## Document text
# Blackmachine 8



## metalfiend666 (Oct 7, 2005)

Had a look at Blackmachine's website http://www.blackmachine.co.uk and they've done a lot of backdated news updates and added an 8 string to their range. They're also working on fitting Floyd Rose bridges.


----------



## Chris (Oct 7, 2005)

Now THAT is how you finish a black guitar.


----------



## KillMAH (Oct 7, 2005)

Nice. I just can't stand that Parker-style headstock. It just feels like holding a toothpick. Otherwise, those are some nice guitars.


----------



## Metal Ken (Oct 7, 2005)

that 8 looks fucking righteous


----------



## Shawn (Oct 7, 2005)

That is nice. The headstock is not too bad. It's kind of cool. Sharp looking guitar.


----------



## Jeff (Oct 7, 2005)

That guitar makes me feel funny. Like the way you used to feel when you climbed the rope in gym class. 

I like it.


----------



## eleven59 (Oct 7, 2005)

Damn, give it a 4x4 headstock (or 4x3 on a 7-string) and I'd be all over it.


----------



## Chris (Oct 7, 2005)

The seven is sex as well.






Needs actives though.


----------



## Jeff (Oct 7, 2005)

Chris said:


> The seven is sex as well.
> 
> 
> 
> ...



Yeah, but that pickup config chaps my ass. I see they let you change that though.


----------



## XIEmperorIX (Oct 7, 2005)

I think the headstock makes the guitar that much more metal!  
So many 8's so little money


----------



## metalfiend666 (Oct 7, 2005)

I've liked Blackmachines for quite a while, and I'm now quiet seriously considering selling off 3 or 4 of my current guitars and buying one of their 7's.

I'm definitely selling my RG7620 and RG550 anyway. The RG7620 is going to the other guitarist in my band if he ever coughs up the dough (he's been promising me he'll have it off me for most of this year!). The RG550 might have a buyer too, but it's only a might. My Schecter A-7 will be going too. Nice guitar that cuts through the mix, but it weighs twice as much as my RG's.

That lot should net me about £1000, and from the prices I've seen I'm gonna need about £2000 for a Blackmachine. May have to part with my RG7621 and my blue Roswell Rhodes too. But then I said I was gonna sell the blue one 18 months ago, but ended up buying the black one as well.


----------



## D-EJ915 (Oct 7, 2005)

I like how thin those are, the headstock is so-so but I just love how thin they are haha.


----------



## metalfiend666 (Oct 7, 2005)

Yeah, they're stupidly thin. The only thing that worries me about getting one is the neck profiles look uber-thin too. But I'd obviously go and try a few out before I ordered one, and I only live about 25 miles from where they're made.

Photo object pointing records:
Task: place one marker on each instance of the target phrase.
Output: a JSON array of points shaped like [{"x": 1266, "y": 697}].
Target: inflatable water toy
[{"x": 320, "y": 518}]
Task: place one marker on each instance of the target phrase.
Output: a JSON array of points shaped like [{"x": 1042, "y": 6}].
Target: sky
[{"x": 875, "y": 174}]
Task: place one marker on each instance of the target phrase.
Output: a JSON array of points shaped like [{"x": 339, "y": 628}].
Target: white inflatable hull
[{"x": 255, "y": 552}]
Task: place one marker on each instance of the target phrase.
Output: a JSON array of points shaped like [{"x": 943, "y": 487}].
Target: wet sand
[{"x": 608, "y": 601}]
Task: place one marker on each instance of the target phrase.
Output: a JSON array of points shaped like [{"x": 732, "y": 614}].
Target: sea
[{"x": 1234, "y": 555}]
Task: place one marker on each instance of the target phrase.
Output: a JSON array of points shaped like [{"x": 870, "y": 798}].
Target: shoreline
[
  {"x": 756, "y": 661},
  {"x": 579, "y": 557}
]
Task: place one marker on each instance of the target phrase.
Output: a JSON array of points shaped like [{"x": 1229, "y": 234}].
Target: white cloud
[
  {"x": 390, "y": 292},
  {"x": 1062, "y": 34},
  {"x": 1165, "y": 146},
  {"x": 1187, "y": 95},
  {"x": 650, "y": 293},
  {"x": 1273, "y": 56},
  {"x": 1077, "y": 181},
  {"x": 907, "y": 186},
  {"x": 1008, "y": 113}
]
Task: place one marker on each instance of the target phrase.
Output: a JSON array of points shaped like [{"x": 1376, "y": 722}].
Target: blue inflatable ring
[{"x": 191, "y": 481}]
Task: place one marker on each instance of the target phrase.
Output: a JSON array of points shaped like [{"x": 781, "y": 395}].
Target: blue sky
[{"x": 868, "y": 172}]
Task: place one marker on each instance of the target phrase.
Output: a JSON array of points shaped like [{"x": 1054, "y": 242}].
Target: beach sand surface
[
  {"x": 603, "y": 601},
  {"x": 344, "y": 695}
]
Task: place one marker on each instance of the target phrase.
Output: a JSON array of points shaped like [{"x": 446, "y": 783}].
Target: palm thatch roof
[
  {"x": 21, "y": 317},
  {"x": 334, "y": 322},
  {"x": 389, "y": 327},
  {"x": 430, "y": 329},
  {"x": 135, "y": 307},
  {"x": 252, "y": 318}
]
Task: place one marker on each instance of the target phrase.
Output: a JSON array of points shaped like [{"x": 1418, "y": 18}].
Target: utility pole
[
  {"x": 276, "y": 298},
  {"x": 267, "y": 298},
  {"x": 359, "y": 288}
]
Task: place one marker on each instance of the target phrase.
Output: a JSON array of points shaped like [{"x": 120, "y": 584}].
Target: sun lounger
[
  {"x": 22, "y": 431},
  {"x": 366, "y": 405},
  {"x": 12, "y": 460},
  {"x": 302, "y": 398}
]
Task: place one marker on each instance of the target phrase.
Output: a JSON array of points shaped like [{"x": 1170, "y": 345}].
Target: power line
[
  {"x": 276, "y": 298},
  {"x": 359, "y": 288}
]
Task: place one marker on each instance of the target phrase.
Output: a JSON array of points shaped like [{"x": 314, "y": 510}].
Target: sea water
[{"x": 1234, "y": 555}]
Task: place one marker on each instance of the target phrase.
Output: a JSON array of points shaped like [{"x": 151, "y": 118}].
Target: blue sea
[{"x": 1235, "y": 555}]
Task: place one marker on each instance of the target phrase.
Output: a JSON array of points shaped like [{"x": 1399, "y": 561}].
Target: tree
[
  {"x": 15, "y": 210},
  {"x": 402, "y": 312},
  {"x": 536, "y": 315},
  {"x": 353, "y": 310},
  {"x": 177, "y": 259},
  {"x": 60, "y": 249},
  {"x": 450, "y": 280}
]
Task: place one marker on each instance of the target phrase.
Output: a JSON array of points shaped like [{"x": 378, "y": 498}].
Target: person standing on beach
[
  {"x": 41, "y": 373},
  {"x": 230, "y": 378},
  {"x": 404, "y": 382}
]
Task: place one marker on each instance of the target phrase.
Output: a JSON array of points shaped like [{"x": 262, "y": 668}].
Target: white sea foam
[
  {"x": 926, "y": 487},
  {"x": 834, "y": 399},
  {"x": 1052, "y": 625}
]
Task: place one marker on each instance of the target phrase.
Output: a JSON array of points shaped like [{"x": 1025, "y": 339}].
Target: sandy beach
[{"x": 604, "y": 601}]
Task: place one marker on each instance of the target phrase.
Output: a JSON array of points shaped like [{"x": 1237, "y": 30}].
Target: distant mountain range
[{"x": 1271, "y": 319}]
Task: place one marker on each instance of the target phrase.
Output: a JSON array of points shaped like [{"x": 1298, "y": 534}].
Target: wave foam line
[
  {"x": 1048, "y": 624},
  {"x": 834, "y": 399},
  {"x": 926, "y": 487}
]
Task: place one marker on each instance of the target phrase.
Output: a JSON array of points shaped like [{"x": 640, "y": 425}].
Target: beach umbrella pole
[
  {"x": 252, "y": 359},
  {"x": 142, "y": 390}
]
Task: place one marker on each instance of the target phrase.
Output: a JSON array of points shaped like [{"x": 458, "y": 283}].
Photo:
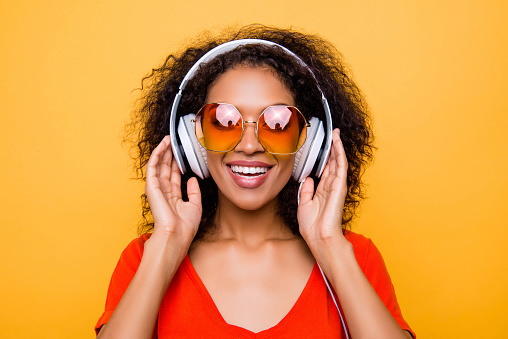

## Problem 1
Reproduce the part of the Blackmachine guitar thread between "I like how thin" and "where they're made.", inclusive.
## Problem 2
Write what comes next in the Blackmachine guitar thread, starting after its final sentence.
The items above are material separate from the Blackmachine guitar thread.

## Response 1
I like how thin those are, the headstock is so-so but I just love how thin they are haha.


----------



## metalfiend666 (Oct 7, 2005)

Yeah, they're stupidly thin. The only thing that worries me about getting one is the neck profiles look uber-thin too. But I'd obviously go and try a few out before I ordered one, and I only live about 25 miles from where they're made.

## Response 2
One of the guys in Sikth plays them, and he's ALL over the fretboard. I'm not a Sikth fan, but I've seen them as support to bands I want to see a few times and I've always been impress by the standards of their musicianship. They're technical to the extreme. They never stay in one area, always runing allover the board. I wonder if they fancy trying 7 strings?


----------



## Shannon (Oct 7, 2005)

Dude, if only I had the $$$. I found those guitars about a year ago & have been in love ever since.


----------



## metalfiend666 (Oct 7, 2005)

Me too. As I'm having a final spend on a new fx and a rack before I start seriously saving for a house deposite, I'm thinking now might be my only chance in the next 10 or 15 years to have one. Hence the thoughts of having a clear out of some guitars to finance getting one.

They've been reviewed in a couple of the big magazines over here, and all the reviews say they're the most amazing sounding guitars the reviewers have ever played.


----------



## LordOVchaoS (Oct 7, 2005)

That's the first 8 I've ever seen that doesn't look like a guitar with down's syndrome.


----------



## Karl Hungus (Oct 10, 2005)

I love those Blackmachine guitars, and I'd seriously consider buying one. Seriously. Oh, and I just love that headstock!


----------



## LordOVchaoS (Oct 10, 2005)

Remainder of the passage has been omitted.